• _Data listing_:

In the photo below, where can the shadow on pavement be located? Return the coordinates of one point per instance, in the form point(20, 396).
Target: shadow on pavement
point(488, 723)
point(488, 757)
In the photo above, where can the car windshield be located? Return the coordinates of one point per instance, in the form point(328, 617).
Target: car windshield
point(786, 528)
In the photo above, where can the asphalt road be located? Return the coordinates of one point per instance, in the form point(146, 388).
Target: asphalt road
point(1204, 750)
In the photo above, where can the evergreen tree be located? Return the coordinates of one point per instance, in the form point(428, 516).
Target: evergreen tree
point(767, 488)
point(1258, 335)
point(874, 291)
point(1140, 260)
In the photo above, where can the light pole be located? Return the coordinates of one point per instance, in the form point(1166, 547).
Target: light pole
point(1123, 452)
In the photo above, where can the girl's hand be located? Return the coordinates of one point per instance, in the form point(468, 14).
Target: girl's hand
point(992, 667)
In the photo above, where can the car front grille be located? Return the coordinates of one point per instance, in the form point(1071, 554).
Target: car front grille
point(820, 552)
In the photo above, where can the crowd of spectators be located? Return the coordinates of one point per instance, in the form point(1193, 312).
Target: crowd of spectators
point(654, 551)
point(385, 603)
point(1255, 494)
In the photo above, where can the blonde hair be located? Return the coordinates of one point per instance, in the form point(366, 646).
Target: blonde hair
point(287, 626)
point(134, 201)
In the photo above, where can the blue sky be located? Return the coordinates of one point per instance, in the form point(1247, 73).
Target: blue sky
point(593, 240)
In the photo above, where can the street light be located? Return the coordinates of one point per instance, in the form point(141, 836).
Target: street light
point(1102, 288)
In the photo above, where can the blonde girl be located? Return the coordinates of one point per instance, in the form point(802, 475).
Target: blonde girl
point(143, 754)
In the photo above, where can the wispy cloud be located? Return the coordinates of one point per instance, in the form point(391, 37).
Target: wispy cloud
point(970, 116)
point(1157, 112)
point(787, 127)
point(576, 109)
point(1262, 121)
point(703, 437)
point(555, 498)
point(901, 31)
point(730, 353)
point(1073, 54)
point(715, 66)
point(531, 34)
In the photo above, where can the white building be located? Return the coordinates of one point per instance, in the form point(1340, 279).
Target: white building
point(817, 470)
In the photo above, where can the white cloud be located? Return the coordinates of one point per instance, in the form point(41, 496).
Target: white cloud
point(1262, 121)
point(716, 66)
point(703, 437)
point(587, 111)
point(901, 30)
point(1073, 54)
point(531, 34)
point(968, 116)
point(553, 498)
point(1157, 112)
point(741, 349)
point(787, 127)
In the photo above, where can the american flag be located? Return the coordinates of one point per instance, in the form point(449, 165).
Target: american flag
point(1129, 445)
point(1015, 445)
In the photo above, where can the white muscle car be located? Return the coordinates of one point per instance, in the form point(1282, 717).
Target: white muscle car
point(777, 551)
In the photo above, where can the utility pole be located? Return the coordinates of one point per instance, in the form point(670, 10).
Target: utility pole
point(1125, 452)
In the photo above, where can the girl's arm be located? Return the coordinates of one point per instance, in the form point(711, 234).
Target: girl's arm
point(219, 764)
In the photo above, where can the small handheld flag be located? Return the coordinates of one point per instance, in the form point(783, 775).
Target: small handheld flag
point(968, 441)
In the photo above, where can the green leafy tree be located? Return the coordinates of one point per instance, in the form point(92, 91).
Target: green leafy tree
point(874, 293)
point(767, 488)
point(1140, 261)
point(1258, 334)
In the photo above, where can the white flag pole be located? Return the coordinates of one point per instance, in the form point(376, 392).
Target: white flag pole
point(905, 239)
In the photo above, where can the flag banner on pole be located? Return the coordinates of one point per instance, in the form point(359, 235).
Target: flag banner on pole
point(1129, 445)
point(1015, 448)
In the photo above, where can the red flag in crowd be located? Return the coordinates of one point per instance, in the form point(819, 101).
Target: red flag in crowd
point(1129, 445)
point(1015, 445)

• _Exercise directions_: Copy all of the entries above word for word.

• _Full answer_:
In the photo below, where can the shadow on pavement be located? Return the coordinates of one point per instance, in the form point(20, 396).
Target: shadow on pavement
point(488, 723)
point(488, 757)
In the photo above, where can the car windshield be located? Return the coordinates of one point per instance, in the form point(328, 617).
Target: car windshield
point(786, 528)
In the photo above, where can the asphalt road be located? Return the coordinates of one point per instance, in the form point(146, 388).
Target: asphalt road
point(1204, 750)
In the photo above, where can the evergreen tree be located? Return the coordinates of one point per instance, in the form point(428, 516).
Target: evergreen tree
point(767, 488)
point(1258, 335)
point(874, 291)
point(1140, 260)
In the photo above, where can the light pole be located? Return the coordinates of one point per instance, in the form point(1166, 547).
Target: light pole
point(1123, 452)
In the photo above, where can the girl's hand be located? Return the coordinates of one point per instance, in the form point(468, 14).
Target: girl's hand
point(992, 667)
In the photo above, where can the car front grille be located? Return the coordinates of one point per instance, in the form point(1071, 554).
Target: car front grille
point(820, 552)
In the photo above, where can the crowd of spectators be located? Return the coordinates of one point per instance, in the form point(1193, 312).
Target: crowd of spectators
point(654, 551)
point(385, 603)
point(1255, 494)
In the photo above, where can the blonde hair be located? Return the coordinates of one point per instance, in the form point(366, 646).
Target: blonde hair
point(287, 626)
point(134, 201)
In the photo above, where can the blue sky be located? Return the coordinates of one point per instance, in the form point(1247, 73).
Target: blue sky
point(593, 240)
In the photo above, where can the street light be located? Return the coordinates of one point per instance, in the form point(141, 836).
Target: street light
point(1102, 288)
In the photo above, where can the blonde girl be located? Return the coordinates of one point per instance, in the form point(802, 475).
Target: blonde girl
point(143, 754)
In the photo above, where can the wispy cloud be located? Return the coordinates of one point per instance, in the form point(391, 37).
Target: wispy cloud
point(970, 116)
point(1157, 112)
point(787, 127)
point(576, 109)
point(1262, 121)
point(703, 437)
point(555, 498)
point(901, 31)
point(730, 353)
point(1073, 54)
point(715, 66)
point(531, 34)
In the photo above, where can the white building be located? Return the coordinates of one point per instance, in the form point(1340, 279).
Target: white building
point(817, 470)
In the photo above, where can the white cloud be located? Return the coordinates of one point per instance, in the form point(41, 496).
Target: white cloud
point(1262, 121)
point(716, 66)
point(703, 437)
point(587, 111)
point(901, 30)
point(1073, 54)
point(531, 34)
point(968, 116)
point(553, 498)
point(1157, 112)
point(741, 349)
point(787, 127)
In the photo above, where can the american flag be located? Return the coordinates of one point per instance, in the form point(449, 165).
Target: american flag
point(1129, 445)
point(1015, 445)
In the photo above, where can the white muscle car be located? Return the coordinates of one point per instance, in the form point(1282, 717).
Target: white muscle car
point(777, 551)
In the photo above, where can the utility pole be located? Return the coordinates of one point per instance, in the form point(670, 10).
Target: utility pole
point(1125, 452)
In the photo above, where can the girl's arm be located? Return the coordinates of one point per instance, in the form point(711, 234).
Target: girl's arm
point(219, 764)
In the photo above, where can the small handheld flag be located? Return the coordinates of one point per instance, in the form point(783, 775).
Target: small handheld flag
point(968, 441)
In the photo above, where can the green leafy tree be located? Return the coordinates of one point per instance, in the form point(92, 91).
Target: green leafy tree
point(874, 293)
point(767, 488)
point(1140, 261)
point(1258, 334)
In the photo above, where can the white flag pole be located? Return the coordinates of one point per instance, in the form point(376, 392).
Target: white flag pole
point(905, 239)
In the photo above, where can the flag banner on pole be located? Return the coordinates of one point per instance, in the form point(359, 235).
Target: flag banner on pole
point(1129, 445)
point(1015, 448)
In the photo above, where can the red flag in crowd be located? Return the coordinates of one point per instance, in the form point(819, 101).
Target: red flag in crowd
point(1129, 445)
point(1015, 445)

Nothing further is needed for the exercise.